Work request 1: Name every person identified by name in the article about the Cork man's rare cancer.
Work request 2: Supply what comes next in the article about the Cork man's rare cancer, starting after its final sentence.

Page extract:
────
Cork man’s visit to dentist led to gruelling battle with rare cancer

Cian Griffin at his home near Carrigtwohill, Co Cork. Picture: David Keane.

A brave Cork man has told how a visit to the dentist led to the greatest battle of his life – against one of Ireland’s rarest cancers, writes Sarah Horgan of the Evening Echo

It’s been almost 12 months since Cian Griffin, a restaurant manager with Elbow Lane Brew and Smoke House in Oliver Plunkett Street, was diagnosed with Chronic Myelomonocytic Leukaemia (CMML).

A rare type of cancer, CMML starts in bone marrow cells before invading the blood.

Concerns were initially raised by a dentist who, after inspecting lumps inside his mouth, realised there was something very wrong.

“I couldn’t eat, sleep or even keep water down,” the 27-year-old said.

“Seizures were a major issue. I was initially given 16mgs of morphine to stop the pain.

“The agony had been so bad up to then that I didn’t care about the diagnosis. I was just so happy the pain was gone.
────
Stored data entries:
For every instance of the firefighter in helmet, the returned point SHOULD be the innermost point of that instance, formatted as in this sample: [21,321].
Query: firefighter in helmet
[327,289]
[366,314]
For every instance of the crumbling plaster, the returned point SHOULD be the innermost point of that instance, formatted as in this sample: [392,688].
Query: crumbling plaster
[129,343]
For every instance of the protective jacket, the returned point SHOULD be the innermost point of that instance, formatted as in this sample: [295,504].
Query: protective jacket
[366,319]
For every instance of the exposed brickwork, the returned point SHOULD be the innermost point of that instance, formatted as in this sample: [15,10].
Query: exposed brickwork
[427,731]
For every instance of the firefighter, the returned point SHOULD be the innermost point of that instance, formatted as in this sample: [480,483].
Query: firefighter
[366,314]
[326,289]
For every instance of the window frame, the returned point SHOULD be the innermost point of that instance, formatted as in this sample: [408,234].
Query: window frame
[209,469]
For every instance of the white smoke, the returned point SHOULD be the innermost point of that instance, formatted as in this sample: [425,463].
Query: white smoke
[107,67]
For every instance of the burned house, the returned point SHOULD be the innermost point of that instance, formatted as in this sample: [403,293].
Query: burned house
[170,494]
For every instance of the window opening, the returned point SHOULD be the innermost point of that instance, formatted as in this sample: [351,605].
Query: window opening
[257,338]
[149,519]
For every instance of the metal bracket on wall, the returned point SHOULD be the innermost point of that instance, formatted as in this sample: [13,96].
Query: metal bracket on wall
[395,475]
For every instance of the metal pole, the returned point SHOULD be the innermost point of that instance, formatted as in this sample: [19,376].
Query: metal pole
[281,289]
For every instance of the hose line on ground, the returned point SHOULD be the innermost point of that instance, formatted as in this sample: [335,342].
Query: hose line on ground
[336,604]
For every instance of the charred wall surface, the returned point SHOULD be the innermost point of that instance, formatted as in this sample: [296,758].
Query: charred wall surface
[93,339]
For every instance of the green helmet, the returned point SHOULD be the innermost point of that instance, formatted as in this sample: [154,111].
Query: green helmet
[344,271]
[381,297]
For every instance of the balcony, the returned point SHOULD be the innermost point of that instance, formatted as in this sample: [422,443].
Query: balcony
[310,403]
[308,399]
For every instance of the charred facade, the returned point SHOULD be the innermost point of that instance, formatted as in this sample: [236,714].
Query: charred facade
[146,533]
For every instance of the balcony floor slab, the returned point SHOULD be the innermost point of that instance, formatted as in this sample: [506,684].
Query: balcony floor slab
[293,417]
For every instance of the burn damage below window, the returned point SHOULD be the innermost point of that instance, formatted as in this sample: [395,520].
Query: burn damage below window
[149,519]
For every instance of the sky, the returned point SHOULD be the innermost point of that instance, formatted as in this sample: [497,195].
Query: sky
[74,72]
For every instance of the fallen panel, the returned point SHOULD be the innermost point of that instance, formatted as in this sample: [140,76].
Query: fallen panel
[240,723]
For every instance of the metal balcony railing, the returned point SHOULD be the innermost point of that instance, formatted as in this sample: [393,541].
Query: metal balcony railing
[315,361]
────
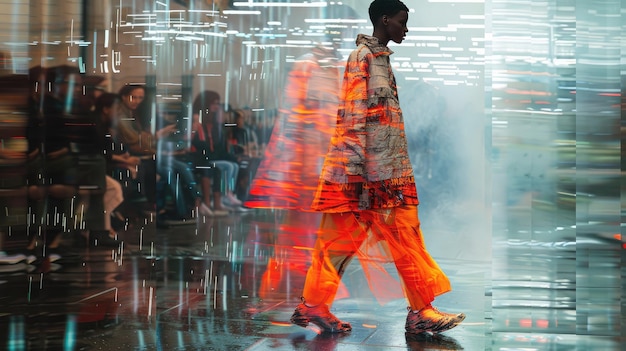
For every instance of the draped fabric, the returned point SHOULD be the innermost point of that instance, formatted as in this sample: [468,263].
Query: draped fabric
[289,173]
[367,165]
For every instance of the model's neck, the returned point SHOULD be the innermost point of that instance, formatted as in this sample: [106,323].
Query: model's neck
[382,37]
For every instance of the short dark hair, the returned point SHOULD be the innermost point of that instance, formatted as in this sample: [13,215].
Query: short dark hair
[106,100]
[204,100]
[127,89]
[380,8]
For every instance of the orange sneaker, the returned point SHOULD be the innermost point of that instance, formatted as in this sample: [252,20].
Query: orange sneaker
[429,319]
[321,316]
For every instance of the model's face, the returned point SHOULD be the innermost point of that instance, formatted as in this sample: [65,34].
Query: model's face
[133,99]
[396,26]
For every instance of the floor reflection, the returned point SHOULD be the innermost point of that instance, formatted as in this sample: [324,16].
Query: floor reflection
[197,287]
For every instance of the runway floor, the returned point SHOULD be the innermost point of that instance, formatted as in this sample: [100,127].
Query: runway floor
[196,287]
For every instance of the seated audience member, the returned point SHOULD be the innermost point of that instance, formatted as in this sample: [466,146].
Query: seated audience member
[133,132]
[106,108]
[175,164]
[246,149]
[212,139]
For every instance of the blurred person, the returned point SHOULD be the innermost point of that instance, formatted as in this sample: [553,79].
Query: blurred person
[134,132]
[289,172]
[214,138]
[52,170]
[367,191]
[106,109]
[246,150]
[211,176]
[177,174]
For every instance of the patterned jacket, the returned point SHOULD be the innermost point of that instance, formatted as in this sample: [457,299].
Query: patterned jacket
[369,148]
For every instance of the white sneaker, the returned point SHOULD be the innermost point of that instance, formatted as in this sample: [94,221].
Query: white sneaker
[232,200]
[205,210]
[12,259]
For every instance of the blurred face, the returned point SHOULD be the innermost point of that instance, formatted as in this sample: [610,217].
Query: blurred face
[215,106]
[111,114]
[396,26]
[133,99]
────
Exercise answer 1: Cian Griffin, David Keane, Sarah Horgan

Exercise answer 2:
“Within 12 hours of stepping through the door of Cork University Hospital, I was undergoing chemotherapy. The first 12 days I didn’t so much as have a break.”

Unfortunately, this was just the start of an arduous battle for Cian, who later learned he would require a stem cell transplant.

“At one point I was down to 90kgs. My little sister, Orla, flew all the way from her home in Australia just to find out if she was a match.

“For an entire month, she never left my bedside. Orla has always been a very caring person who would do anything for anyone.

“Our older sister, Tara, had a newborn baby, but still found time to visit me several times a week.”

The Carrigtwohill man underlined the role humour played in lifting his spirits.

“When we discovered Tara wasn’t a match either she joked that she was very upset as she’d been planning to hold it against me for the rest of my life.”

Nurses at Cork University Hospital, who Cian referred to as “angels,” also found creative ways to distract from the horrific situation.

“ At one point I was on the floor screaming in pain. It was so hard for my mother to see me in such agony. There were times when she had to leave the room as watching me suffer just became too much.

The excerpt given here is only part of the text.